__Your tasks__:
• a. Answer these questions about the recruiting passage below.
(i) Whom did Tuberville sit with at a luncheon in Macon, Georgia?
(ii) Which assistant coaches were traveling with Tuberville on Tuesday?
(iii) How many commitments did Cincinnati get, and from how many states?
• b. Name every person mentioned by name in the recruiting passage below.

__Document segment__:

%%

Sometimes on the recruiting trail, you even run into Alabama's coach.

"I sat with Nick Saban at a luncheon in Macon, Georgia," said Tuberville.  "Nick's from Ohio and he said, 'How do you like my home state?'  I said, 'I like it pretty good.  Our weather up there is much better than it is down here.'  Which it has been.  It's been bad here but it's been worse in the south."

The travel woes continued right up to signing day.  On Tuesday, Tuberville and assistant coaches Jeff Koonz and Blake Rolen could not get a flight back to Cincinnati out of Georgia so they hopped in a car and started driving, making it as far Lexington before the roads became impassable.  They finally made it to campus on Wednesday morning as the National Letters of Intent were coming in on the fax machine.

In all, Cincinnati got 28 commitments (including preferred walk-ons) from 11 different states with an emphasis on speed.

"We recruited as much speed as anyone in the nation," said Tuberville.

%%

(Records)

%%

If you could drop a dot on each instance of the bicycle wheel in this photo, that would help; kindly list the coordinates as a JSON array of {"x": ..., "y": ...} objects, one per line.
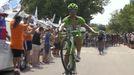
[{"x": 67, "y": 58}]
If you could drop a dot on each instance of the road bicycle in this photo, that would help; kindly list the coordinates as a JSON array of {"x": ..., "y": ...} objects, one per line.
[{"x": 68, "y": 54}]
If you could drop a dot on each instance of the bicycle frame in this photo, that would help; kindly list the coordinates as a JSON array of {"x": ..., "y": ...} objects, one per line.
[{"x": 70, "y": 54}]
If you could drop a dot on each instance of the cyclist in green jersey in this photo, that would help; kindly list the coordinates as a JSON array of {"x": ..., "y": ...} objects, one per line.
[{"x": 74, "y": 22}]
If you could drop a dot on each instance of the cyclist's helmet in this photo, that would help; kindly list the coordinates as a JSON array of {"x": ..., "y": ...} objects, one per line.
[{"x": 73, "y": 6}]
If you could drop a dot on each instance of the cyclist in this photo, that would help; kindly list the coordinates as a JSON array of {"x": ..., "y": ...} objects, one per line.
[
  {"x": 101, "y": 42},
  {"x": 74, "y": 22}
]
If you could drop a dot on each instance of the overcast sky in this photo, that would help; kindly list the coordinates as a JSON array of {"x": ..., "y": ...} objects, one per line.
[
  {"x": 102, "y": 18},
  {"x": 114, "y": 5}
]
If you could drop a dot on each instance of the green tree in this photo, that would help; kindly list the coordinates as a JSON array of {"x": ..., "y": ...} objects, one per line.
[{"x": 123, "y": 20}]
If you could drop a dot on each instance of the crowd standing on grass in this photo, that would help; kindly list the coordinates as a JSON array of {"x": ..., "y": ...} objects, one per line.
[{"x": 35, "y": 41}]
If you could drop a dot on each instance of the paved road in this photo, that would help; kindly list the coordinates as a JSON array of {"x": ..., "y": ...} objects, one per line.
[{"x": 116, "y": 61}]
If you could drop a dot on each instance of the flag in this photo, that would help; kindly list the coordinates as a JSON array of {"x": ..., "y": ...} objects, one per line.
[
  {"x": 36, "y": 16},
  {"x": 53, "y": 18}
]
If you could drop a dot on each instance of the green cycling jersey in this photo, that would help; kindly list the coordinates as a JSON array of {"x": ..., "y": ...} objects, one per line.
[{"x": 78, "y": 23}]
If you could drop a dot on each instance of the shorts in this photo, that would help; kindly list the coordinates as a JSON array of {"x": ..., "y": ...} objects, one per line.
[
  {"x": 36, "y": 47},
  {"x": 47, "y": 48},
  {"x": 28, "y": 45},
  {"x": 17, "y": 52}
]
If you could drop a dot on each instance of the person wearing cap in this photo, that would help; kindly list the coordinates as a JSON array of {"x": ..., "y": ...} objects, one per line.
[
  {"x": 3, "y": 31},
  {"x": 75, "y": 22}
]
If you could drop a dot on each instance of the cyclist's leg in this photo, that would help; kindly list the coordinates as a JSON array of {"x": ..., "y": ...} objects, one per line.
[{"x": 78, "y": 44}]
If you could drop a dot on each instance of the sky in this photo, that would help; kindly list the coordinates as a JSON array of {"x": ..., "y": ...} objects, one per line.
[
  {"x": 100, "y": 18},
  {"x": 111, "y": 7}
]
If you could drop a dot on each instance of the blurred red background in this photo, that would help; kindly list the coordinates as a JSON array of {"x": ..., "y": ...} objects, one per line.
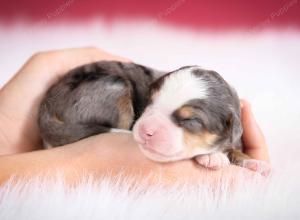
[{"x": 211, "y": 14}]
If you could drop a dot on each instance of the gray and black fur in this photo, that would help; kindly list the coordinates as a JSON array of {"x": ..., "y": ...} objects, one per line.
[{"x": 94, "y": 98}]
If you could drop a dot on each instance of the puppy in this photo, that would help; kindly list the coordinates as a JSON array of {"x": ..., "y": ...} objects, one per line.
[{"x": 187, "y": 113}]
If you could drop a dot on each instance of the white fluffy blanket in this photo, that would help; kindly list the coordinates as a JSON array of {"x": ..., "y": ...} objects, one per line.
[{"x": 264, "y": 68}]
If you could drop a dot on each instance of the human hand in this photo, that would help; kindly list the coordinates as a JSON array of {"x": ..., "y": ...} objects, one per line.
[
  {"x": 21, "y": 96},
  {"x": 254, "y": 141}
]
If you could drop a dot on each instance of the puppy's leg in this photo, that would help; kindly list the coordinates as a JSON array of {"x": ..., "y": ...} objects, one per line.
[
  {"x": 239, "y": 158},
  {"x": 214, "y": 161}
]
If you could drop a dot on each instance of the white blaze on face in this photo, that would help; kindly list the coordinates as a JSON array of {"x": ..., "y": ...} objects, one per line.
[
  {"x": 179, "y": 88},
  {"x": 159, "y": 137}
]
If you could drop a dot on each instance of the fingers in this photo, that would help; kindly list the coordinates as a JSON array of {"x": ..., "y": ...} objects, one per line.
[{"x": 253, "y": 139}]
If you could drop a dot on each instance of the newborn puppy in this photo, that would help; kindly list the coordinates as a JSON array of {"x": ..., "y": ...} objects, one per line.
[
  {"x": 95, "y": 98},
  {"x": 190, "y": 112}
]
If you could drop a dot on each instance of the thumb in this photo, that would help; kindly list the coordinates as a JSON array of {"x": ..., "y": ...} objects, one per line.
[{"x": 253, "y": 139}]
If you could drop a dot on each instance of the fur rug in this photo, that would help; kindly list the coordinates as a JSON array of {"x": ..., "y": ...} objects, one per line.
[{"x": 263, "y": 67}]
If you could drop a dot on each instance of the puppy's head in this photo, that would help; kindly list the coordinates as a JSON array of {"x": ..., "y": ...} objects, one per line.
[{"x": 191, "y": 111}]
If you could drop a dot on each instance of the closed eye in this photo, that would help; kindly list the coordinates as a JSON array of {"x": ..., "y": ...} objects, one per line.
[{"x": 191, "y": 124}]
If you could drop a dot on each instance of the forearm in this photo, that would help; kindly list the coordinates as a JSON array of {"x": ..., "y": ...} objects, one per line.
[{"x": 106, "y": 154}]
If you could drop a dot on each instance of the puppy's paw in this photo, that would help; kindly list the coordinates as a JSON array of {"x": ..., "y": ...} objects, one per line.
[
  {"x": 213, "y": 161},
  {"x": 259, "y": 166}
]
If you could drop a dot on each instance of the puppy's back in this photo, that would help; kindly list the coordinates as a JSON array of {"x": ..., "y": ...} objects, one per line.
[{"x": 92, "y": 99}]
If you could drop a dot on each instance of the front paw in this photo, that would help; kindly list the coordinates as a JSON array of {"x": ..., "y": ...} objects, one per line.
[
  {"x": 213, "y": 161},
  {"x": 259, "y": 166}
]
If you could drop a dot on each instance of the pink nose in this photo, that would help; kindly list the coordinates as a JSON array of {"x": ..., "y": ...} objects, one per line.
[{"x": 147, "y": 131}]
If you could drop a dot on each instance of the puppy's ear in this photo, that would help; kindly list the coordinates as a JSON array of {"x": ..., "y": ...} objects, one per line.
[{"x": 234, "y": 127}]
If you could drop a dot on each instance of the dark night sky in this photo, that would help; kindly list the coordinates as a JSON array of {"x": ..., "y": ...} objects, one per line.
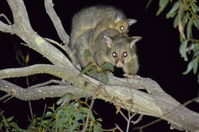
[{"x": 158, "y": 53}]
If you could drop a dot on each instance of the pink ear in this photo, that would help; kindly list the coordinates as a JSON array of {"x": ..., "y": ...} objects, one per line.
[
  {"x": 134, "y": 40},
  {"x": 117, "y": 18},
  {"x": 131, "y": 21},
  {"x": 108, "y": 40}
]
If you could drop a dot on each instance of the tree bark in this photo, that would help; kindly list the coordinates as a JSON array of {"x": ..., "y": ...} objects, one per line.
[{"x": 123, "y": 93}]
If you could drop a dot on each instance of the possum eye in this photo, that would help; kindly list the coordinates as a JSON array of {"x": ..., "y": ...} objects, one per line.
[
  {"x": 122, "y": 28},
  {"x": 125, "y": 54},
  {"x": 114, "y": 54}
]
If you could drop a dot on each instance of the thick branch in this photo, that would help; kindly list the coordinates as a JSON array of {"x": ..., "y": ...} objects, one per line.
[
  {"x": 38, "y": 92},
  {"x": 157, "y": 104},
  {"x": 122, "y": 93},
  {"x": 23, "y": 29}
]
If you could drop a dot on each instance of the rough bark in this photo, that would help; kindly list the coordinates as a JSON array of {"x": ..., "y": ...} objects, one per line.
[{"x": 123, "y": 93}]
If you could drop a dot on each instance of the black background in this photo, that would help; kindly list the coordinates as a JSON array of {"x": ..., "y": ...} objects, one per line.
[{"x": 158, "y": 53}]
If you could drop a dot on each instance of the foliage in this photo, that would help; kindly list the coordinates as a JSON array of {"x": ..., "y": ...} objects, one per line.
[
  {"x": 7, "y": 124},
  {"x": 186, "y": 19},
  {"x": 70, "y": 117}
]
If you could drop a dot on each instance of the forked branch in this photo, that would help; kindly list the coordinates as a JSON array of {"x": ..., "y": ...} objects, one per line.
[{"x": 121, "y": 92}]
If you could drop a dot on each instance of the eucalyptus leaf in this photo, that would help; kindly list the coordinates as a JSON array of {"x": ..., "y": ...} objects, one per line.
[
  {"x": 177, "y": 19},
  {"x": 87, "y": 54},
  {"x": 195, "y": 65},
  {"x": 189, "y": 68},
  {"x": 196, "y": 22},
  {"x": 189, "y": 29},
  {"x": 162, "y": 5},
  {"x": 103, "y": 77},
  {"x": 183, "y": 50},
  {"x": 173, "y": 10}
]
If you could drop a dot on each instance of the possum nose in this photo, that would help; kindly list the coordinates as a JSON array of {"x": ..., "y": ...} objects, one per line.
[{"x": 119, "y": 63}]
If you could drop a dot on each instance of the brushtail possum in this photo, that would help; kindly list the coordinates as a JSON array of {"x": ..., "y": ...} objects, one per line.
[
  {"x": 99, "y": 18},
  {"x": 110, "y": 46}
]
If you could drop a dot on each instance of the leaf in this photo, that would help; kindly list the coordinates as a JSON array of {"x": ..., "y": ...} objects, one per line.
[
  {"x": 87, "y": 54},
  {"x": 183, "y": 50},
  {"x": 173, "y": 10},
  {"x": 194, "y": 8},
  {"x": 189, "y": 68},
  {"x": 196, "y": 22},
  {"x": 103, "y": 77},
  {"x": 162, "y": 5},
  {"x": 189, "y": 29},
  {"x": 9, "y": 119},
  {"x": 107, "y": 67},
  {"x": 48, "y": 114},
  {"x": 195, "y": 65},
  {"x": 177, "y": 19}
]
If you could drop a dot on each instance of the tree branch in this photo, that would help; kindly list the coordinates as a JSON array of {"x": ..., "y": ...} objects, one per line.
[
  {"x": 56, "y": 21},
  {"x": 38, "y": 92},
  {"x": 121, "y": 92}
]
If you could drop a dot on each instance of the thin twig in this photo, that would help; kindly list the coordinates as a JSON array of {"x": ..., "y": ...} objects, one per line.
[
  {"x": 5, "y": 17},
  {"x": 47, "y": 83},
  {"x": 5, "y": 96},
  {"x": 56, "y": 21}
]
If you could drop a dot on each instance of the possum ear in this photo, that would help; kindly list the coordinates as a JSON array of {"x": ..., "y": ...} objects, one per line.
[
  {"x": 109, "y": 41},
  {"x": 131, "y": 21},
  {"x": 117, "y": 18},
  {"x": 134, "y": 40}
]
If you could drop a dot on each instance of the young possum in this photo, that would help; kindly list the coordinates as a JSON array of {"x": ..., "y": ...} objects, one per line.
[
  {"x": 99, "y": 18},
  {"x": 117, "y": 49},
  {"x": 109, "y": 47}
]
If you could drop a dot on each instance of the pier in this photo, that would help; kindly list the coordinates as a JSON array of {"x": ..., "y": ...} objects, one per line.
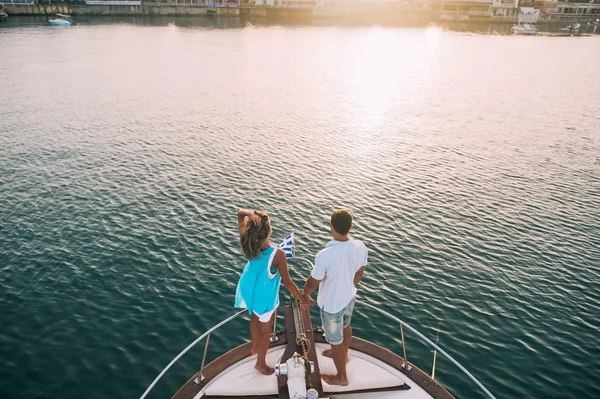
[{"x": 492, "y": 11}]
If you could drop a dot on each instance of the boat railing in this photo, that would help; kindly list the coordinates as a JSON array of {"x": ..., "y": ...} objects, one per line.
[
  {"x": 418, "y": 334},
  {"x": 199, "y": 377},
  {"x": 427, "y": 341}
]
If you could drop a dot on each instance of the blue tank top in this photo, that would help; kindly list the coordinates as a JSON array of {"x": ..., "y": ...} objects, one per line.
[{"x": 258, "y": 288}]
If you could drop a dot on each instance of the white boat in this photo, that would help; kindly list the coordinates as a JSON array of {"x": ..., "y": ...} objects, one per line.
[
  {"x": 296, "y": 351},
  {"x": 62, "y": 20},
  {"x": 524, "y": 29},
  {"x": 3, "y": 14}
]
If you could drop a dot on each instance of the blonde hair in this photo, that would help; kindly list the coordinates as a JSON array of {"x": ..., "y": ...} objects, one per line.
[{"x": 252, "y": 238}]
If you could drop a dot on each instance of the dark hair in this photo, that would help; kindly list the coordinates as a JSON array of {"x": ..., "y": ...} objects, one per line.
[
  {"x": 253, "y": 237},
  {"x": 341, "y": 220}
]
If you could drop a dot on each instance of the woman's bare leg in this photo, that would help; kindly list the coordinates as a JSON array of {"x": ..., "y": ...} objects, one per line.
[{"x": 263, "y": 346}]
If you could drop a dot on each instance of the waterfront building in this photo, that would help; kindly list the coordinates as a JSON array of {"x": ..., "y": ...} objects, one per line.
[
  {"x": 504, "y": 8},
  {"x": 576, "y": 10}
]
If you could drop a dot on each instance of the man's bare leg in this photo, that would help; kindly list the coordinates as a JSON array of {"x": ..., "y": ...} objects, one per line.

%%

__Results of the tasks__:
• a.
(i) Nick Saban
(ii) Jeff Koonz and Blake Rolen
(iii) 28 commitments (including preferred walk-ons) from 11 different states

• b. Nick Saban, Tuberville, Jeff Koonz, Blake Rolen